__MATERIAL__:
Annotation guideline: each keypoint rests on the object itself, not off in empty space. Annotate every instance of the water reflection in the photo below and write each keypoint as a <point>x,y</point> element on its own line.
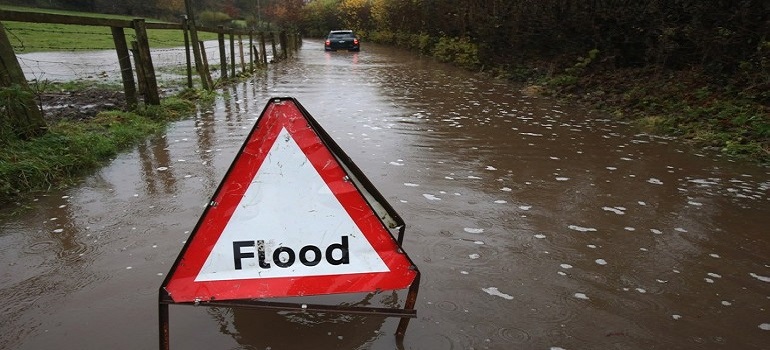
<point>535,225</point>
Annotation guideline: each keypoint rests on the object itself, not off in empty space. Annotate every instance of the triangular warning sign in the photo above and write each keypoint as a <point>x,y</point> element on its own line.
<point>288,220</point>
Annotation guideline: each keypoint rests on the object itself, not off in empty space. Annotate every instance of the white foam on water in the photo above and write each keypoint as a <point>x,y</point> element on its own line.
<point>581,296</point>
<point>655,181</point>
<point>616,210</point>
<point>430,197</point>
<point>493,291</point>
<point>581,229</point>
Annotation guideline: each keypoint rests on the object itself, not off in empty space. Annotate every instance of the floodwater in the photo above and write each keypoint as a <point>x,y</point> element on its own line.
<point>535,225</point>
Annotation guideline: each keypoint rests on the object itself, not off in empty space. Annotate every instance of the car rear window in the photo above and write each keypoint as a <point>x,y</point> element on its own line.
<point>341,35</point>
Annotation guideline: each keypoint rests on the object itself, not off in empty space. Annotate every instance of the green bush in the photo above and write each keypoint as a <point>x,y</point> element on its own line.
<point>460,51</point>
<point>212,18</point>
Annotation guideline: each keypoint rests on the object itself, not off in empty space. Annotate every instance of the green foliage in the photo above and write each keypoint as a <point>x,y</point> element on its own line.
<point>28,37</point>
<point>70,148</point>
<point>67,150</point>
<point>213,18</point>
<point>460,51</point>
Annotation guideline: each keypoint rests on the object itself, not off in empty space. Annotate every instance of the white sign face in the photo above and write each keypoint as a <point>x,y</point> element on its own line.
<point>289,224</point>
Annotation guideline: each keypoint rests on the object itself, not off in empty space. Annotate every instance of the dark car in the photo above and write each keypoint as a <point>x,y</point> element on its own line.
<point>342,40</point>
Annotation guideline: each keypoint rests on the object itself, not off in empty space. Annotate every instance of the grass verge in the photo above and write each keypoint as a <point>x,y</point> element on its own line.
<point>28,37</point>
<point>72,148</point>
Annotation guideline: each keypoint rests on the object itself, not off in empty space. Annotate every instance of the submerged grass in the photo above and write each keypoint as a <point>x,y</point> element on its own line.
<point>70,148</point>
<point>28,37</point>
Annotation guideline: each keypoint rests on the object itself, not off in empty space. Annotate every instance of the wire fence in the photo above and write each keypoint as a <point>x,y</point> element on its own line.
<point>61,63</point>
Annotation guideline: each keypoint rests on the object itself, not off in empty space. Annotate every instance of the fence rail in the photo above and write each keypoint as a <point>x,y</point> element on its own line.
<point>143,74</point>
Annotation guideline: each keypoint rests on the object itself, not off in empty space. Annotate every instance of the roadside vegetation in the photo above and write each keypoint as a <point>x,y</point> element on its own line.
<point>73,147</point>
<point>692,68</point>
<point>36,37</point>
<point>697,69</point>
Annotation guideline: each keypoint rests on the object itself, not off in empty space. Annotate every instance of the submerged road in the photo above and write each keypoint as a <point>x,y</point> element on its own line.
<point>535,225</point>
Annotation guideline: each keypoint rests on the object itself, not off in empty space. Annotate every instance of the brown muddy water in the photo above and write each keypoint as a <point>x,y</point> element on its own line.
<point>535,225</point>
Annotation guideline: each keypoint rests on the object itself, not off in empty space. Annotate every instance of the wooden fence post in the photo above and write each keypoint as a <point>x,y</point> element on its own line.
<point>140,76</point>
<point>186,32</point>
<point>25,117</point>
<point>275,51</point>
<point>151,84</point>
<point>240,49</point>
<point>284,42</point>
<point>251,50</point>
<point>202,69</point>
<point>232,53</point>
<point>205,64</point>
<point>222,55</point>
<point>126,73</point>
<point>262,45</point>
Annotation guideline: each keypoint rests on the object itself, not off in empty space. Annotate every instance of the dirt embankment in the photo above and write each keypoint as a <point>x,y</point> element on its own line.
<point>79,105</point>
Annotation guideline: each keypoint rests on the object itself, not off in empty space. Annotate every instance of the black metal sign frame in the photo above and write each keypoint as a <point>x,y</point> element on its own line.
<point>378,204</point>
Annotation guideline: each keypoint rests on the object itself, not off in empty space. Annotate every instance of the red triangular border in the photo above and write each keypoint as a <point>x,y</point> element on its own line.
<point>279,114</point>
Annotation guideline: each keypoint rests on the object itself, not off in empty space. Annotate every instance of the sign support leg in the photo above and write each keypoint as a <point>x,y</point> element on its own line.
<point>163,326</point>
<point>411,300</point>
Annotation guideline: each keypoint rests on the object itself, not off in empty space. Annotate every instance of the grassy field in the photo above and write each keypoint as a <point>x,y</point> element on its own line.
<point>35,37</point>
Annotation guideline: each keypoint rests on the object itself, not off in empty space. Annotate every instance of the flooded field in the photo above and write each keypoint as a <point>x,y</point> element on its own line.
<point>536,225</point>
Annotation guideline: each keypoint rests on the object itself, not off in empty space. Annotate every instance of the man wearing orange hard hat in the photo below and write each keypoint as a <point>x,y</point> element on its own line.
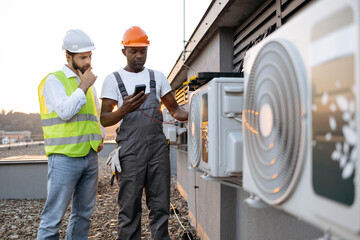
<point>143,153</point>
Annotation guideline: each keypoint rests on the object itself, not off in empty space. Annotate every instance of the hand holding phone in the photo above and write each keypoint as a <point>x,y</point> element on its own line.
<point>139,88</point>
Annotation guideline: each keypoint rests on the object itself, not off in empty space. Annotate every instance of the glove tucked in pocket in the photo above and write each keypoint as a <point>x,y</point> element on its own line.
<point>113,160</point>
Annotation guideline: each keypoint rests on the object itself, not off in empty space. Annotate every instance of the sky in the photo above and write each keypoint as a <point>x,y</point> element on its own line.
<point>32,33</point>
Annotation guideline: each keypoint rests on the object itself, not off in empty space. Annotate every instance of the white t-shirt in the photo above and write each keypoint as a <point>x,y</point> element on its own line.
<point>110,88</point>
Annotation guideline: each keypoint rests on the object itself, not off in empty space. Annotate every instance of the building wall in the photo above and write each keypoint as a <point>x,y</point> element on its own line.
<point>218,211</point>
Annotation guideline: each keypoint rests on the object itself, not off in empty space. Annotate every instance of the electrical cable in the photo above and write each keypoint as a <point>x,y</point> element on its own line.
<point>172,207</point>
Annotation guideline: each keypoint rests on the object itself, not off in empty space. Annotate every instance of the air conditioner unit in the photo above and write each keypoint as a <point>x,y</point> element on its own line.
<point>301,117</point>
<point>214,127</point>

__EXERCISE AIM__: Rewrite all the records above, switching "Annotation guideline" to "Labeling rule" wherever it occurs and keeping everything else the same. Leave the pictures out.

__EXERCISE RESPONSE__:
Labeling rule: each keypoint rests on the object itself, not off in empty space. Annotate every instance of the water reflection in the photo below and write each keypoint as a <point>x,y</point> element on its own line.
<point>535,225</point>
Labeling rule: each keypoint rests on the object itself, not off in empty space. Annotate every instance of the triangular warning sign in the photo above and write each keypoint as a <point>x,y</point> element on its own line.
<point>288,220</point>
Labeling rule: each keypoint rests on the object itself, not off in empty space. Annotate every instance of the white foam on water in the photo above and write each keypoint as a <point>x,y</point> element on its own line.
<point>581,296</point>
<point>655,181</point>
<point>616,210</point>
<point>430,197</point>
<point>493,291</point>
<point>581,229</point>
Labeling rule: each keypoint rests on the object itself, not off in empty space. Annotate every instance of the floodwater in the photo above and write each keypoint as a <point>x,y</point> element on its own line.
<point>535,225</point>
Labeling rule: each keypoint rests on the object itself, not off in empty space. Annotate every instance of the car rear window in the photo above and write each keypoint as a <point>x,y</point> element on its own line.
<point>341,35</point>
Labeling rule: each keypoint rests on the object itself, not off in empty space. Annotate every instance of the green bush in the photo above and write each keypoint as a <point>x,y</point> element on its own line.
<point>460,51</point>
<point>212,18</point>
Labeling rule: each keypoint rests on the object itself, not off in empty space. Annotate every instance of the green foliage in the photo above and write each keypoint as a <point>x,y</point> element on its own line.
<point>28,37</point>
<point>70,148</point>
<point>67,150</point>
<point>213,18</point>
<point>460,51</point>
Labeling rule: each keypoint rests on the object itself, not off in empty space. Annotate every instance of the white sign face in the photo above and write each keypoint as a <point>x,y</point> element on its own line.
<point>289,224</point>
Labeling rule: each keypoint rests on the object itself, not off in empty space. Annotate every instance of the dark car in the photo above and write each keypoint as a <point>x,y</point> element on its own line.
<point>342,40</point>
Labeling rule: each keypoint rests on the object itself, not off in empty space. Annotate every instance of the grass verge in the photo above and write each keypoint as a <point>x,y</point> element on its own line.
<point>28,37</point>
<point>72,148</point>
Labeling rule: each keypoint rests on the object itself, not off in empty space. Annotate every instance of the submerged grass in the photo above and write each keypoint as a <point>x,y</point> element on its own line.
<point>70,148</point>
<point>28,37</point>
Labeling rule: each keypoint rests on the object itself, not off in empty space. Annotate every instance of the wire fence in the photo above and write each keypoint as a <point>x,y</point> element on its own line.
<point>61,63</point>
Labeling rule: each keypoint rests on the object itself, not off in empty space. Annotate every instance of the fence rail in the photo above and write each keypoint as a <point>x,y</point> element on its own line.
<point>143,74</point>
Labeling rule: each keypoint rests on the object itself, not off in empty space. Annotate every instance of the roadside vegetation in the photo above and write each keypoint as a <point>x,y</point> element on its own line.
<point>73,147</point>
<point>692,68</point>
<point>36,37</point>
<point>697,69</point>
Labeling rule: each keypoint rests on the object itself, not off in empty space. Annotate every instance of the submerged road in the photo above and write each keypoint as a <point>x,y</point> element on its own line.
<point>535,225</point>
Labeling rule: each keypoint rests on the object itself, not off in empty space. Annotate every instance of the brown muddy water in the photo above and write each keypoint as a <point>x,y</point> element on its own line.
<point>535,225</point>
Labeling rule: each keypoint rests on the object itself, not off in empty space. Annotate every instance of the wooden fence post in the photo above and write each keypoint as a <point>x,y</point> element on its own line.
<point>140,76</point>
<point>186,32</point>
<point>25,117</point>
<point>275,51</point>
<point>151,84</point>
<point>240,49</point>
<point>284,42</point>
<point>251,50</point>
<point>202,69</point>
<point>232,53</point>
<point>205,64</point>
<point>222,55</point>
<point>126,73</point>
<point>262,45</point>
Labeling rule: each keypoint rests on the object itself, not off in empty space. Annotate every instance of the dirt embankment in the photo above and write each keypoint as a <point>x,y</point> element on its own line.
<point>79,105</point>
Labeling rule: each keypoint rests on the object itself, not off in empty space. Annotate every instance of the black metal sign frame in the photo above and write each keypoint as a <point>x,y</point> element on its own line.
<point>378,204</point>
Labeling rule: each keypoint rests on the object itself, not off in empty space. Annotate every instance of the red triangular border in the photo above and write each keypoint as a <point>x,y</point> element on its own line.
<point>279,114</point>
Labeling rule: each keypoint rests on the object itself, not off in empty space. Annotate every instance of the sign support leg in the photo above and write each keypoint as a <point>x,y</point> element on its own line.
<point>163,326</point>
<point>411,300</point>
Labeling rule: each keypoint rests on the object itself, not off in empty space. Annotate every instance of the grassy field in the photo above and write each keypoint as a <point>x,y</point> element on its own line.
<point>35,37</point>
Labeling rule: each keypoint rests on the object itself, not off in empty space. Annotate every instance of the flooded field in the photo above and write each keypoint as a <point>x,y</point> element on its own line.
<point>536,225</point>
Labeling rule: each keypoint rests on the object itself, not off in empty space. Annotate every instance of the man wearing orange hard hat in the photo below and write each keypoint as a <point>x,y</point> element on its own line.
<point>143,153</point>
Labeling rule: each keypoint rests on the object itself, not off in empty space. Annotate every instance of the hand holding phone in the photo above and write each keypoint as a <point>x,y</point> element on its own line.
<point>139,88</point>
Labeling rule: each keypoint rests on the object itself, not off in empty space. Annotate every instance of the glove tucked in pocket in the photo above and write each keypoint as a <point>x,y</point> element on its own line.
<point>113,160</point>
Labeling rule: each keypoint rests on the object itself, not off in empty space. Annotate every instance of the sky in the photo above and write each keypoint as a <point>x,y</point> element on its own line.
<point>32,33</point>
Labeling rule: each keypoint rests on the object itself, not off in empty space. Annotate every instance of the white t-shirt in the photo above and write each keypoint as a <point>x,y</point> element on its own line.
<point>110,88</point>
Labeling rule: each keypoint rests on the object itself, not off in empty space. Annotate every instance of the building wall in the photo above and write each keypoint as a <point>x,y</point> element on its own line.
<point>218,211</point>
Labeling rule: each keypoint rests on the object itself, not off in empty space. Annotate every instance of the electrical cable in the photo above and write each keypoint as a <point>x,y</point> element on its own line.
<point>172,207</point>
Labeling rule: each keypoint rests on the object itself, not off in empty space. Annotate every instance of the air conditioner unit in the photo above and write each keypoint as a <point>x,y</point> element on its own line.
<point>301,117</point>
<point>214,127</point>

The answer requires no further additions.